■ PROVIDED ENTRIES

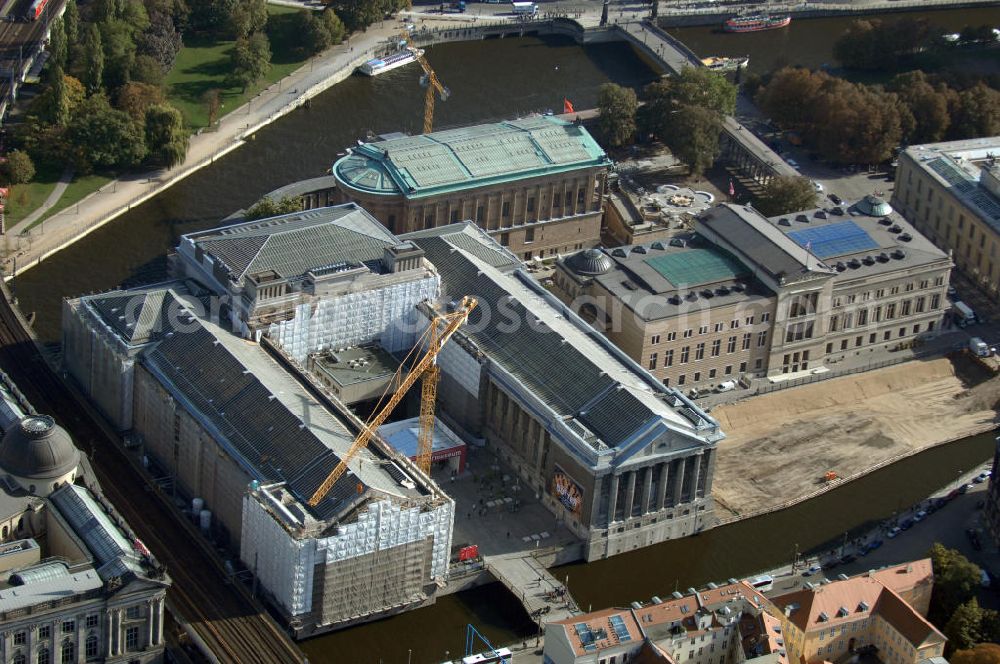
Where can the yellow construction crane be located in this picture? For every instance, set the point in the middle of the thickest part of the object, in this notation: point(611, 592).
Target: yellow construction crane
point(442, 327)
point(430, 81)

...

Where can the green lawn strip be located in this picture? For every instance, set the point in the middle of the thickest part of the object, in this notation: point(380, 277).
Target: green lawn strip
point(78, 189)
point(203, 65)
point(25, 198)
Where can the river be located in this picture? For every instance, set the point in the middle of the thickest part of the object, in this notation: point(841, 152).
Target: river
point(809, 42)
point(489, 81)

■ EXERCISE AIM
Each line of the entries above that includes the string "notation" should be copied out.

■ YOUR RESPONSE
Where can the yellow construction crane be located in this picture? For every instance, set the point in the middle of the thickest part of the object, in this notation: point(611, 592).
Where can the green lawn strip be located in this picture? For every instance, set the point in the middle of the thickest part of the object, in this notation: point(380, 277).
Where can the river be located in this picture? For every instance, set the point in the middle of the thickest part of the object, in this notation: point(841, 152).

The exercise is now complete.